What you have to do → Convert everything in the records below from the line containing "Pick out the curtain" down to the line containing "<point>443,128</point>", inclusive, into a JSON list of strings with one string per line and no blank lines.

Entries from a dataset →
::::::::::

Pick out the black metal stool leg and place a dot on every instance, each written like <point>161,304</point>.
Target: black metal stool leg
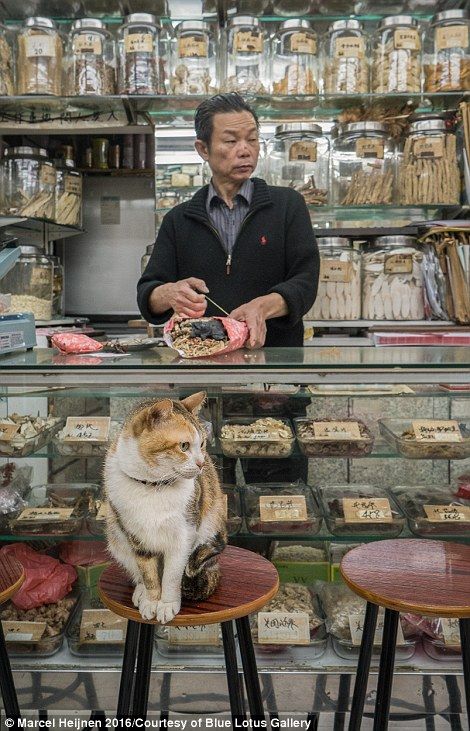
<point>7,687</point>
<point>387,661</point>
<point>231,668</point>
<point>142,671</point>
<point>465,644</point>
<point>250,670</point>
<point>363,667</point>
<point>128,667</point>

::::::::::

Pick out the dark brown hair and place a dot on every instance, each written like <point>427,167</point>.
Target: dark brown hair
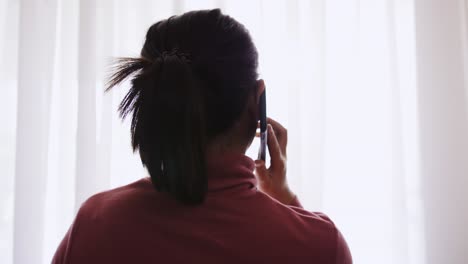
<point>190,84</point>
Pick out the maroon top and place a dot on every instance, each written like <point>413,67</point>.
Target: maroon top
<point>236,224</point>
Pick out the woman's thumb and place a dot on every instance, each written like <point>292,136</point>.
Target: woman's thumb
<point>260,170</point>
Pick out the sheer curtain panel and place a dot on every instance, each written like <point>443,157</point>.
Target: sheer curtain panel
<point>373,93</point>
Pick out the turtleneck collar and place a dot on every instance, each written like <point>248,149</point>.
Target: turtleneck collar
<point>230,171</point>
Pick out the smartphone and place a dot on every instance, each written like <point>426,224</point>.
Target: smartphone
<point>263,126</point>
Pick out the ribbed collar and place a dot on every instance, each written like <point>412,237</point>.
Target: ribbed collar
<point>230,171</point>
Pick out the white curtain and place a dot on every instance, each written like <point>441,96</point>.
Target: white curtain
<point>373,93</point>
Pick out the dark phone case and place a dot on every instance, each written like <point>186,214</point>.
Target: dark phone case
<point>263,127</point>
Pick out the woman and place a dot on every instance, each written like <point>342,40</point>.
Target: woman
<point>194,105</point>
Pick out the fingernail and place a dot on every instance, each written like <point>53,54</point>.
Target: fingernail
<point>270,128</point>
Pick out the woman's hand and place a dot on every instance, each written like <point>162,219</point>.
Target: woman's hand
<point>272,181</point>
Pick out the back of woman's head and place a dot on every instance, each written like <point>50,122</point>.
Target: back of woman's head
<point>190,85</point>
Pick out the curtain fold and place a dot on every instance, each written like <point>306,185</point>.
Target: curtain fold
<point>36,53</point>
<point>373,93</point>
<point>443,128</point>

::::::::::

Task answer →
[
  "Pick out the curtain fold and place a dot on every instance, each written like <point>306,185</point>.",
  "Target: curtain fold",
  "<point>36,53</point>",
  "<point>373,93</point>",
  "<point>443,128</point>"
]